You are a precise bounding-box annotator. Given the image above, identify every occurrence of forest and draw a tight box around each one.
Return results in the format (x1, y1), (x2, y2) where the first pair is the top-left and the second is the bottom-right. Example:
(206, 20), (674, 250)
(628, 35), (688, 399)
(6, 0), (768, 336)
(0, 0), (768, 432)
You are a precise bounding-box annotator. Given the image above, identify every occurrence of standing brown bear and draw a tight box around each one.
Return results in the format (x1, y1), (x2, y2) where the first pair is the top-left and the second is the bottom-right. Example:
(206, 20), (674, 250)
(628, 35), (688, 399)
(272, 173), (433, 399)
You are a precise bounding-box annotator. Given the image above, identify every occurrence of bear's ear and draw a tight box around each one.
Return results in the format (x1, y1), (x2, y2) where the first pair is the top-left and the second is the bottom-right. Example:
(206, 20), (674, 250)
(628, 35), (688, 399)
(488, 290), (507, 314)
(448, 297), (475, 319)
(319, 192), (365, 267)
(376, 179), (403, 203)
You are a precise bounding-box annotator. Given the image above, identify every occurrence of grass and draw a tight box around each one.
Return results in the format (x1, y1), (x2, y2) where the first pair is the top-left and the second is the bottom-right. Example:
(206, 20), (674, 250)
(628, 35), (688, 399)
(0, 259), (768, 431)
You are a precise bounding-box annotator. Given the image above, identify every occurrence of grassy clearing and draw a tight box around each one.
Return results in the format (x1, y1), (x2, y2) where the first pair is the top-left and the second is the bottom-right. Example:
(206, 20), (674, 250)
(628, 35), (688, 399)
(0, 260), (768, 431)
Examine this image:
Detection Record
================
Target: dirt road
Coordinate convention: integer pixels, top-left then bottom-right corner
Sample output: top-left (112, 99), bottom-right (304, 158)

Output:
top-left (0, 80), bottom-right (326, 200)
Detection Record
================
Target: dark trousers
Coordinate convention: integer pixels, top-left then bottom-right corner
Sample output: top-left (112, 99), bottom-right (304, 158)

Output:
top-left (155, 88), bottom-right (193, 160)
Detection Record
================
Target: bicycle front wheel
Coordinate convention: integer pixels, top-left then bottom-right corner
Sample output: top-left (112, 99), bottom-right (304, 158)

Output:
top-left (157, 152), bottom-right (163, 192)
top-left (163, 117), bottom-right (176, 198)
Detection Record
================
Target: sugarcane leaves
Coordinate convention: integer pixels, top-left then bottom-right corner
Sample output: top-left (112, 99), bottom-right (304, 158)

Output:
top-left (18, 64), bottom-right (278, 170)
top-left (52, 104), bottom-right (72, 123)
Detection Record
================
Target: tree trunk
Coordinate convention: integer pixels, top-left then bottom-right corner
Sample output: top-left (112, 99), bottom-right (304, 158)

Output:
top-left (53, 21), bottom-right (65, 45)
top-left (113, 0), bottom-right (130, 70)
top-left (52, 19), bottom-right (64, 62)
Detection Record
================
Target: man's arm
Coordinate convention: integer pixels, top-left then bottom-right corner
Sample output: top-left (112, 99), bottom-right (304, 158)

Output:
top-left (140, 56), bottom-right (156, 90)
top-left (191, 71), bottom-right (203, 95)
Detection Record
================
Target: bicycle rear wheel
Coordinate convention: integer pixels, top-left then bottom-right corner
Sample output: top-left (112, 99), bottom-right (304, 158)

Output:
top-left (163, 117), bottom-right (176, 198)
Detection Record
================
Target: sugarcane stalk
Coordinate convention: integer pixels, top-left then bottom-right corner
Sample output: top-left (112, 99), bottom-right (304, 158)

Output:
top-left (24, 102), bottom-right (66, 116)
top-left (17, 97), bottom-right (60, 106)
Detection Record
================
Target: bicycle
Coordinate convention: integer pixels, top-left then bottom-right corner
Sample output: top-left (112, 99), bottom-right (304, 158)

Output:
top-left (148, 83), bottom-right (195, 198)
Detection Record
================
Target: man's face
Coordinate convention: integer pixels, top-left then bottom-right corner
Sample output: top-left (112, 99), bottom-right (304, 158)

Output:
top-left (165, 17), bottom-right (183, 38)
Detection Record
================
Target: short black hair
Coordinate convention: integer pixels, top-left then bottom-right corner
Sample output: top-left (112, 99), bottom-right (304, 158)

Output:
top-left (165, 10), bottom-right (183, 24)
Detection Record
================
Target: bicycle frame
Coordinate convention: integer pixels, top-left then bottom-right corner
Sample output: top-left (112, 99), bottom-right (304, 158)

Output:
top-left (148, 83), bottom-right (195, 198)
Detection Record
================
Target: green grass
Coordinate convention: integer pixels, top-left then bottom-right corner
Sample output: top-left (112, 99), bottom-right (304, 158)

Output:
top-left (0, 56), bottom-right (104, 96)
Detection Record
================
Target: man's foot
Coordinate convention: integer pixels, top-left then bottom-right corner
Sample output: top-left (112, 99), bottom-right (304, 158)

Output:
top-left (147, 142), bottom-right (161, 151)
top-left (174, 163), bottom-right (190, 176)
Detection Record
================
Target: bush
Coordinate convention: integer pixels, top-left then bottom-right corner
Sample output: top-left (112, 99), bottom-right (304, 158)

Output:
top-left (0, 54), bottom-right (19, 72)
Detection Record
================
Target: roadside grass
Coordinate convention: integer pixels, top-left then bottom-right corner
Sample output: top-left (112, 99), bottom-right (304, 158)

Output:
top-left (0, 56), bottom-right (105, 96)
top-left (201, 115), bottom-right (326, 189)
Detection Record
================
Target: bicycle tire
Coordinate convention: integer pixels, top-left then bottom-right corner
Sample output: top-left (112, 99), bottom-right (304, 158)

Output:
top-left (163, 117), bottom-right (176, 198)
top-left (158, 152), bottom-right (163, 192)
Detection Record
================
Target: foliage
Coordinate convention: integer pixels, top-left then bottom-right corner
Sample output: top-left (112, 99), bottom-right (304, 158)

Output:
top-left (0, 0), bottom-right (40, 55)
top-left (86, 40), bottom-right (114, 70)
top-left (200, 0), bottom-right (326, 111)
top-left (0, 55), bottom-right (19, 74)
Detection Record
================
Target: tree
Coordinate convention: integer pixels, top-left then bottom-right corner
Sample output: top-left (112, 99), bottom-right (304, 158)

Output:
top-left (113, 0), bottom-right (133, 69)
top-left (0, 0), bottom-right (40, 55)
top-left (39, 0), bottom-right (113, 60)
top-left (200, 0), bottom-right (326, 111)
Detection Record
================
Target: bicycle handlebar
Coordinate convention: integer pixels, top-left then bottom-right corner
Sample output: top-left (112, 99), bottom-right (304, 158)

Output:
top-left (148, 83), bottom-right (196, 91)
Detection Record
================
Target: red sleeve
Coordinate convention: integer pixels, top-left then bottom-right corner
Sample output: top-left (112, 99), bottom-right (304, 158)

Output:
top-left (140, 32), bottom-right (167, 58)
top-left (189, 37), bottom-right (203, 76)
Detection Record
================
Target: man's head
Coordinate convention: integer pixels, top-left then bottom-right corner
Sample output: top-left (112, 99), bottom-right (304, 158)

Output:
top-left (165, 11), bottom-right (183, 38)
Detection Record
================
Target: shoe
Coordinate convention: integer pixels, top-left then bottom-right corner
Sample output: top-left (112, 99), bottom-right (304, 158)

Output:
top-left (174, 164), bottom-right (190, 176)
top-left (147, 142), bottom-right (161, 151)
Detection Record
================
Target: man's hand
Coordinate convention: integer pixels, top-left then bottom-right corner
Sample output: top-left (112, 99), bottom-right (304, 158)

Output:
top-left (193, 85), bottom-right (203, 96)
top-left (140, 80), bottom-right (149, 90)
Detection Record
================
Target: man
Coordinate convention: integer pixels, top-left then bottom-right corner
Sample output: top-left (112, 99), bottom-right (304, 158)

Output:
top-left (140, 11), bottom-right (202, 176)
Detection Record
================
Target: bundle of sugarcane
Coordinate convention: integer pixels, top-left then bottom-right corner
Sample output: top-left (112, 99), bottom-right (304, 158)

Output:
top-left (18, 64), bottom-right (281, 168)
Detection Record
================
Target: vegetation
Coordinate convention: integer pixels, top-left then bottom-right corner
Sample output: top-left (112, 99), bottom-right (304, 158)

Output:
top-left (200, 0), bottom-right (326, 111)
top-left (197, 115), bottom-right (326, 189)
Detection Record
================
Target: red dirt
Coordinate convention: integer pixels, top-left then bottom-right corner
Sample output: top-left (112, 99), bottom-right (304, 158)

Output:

· · · · ·

GOAL:
Output the data again, starting at its first line and ending at the line containing "(376, 179), (403, 203)", with every instance of "annotator" switched to "labeler" and all other text unchanged.

TASK ANSWER:
You are a precise bounding-box labeler. Given the image above, identify every occurrence of forest and draw a tight box around each one.
Return results in the format (x1, y1), (x2, y2) where the first pair is the top-left and the second is the bottom-right. Example:
(206, 20), (674, 250)
(628, 35), (688, 399)
(6, 0), (768, 336)
(0, 0), (768, 432)
You are a precise bounding-box labeler. Given the image above, identify every occurrence of standing brown bear and draw a tight box around each one.
Return results in the format (x1, y1), (x2, y2) where the first pair is the top-left and the second is the bottom-right. Example:
(206, 20), (674, 250)
(628, 35), (688, 399)
(272, 173), (433, 399)
You are a precise bounding-box labeler. Given the image above, identify every occurrence of bear's ear and draw a tight box around each one.
Return results in the format (x1, y1), (x2, y2) where the first pair is the top-left and the second is the bottom-right. Example:
(206, 20), (674, 250)
(628, 35), (688, 399)
(488, 290), (507, 314)
(448, 297), (475, 319)
(319, 192), (365, 267)
(376, 179), (403, 203)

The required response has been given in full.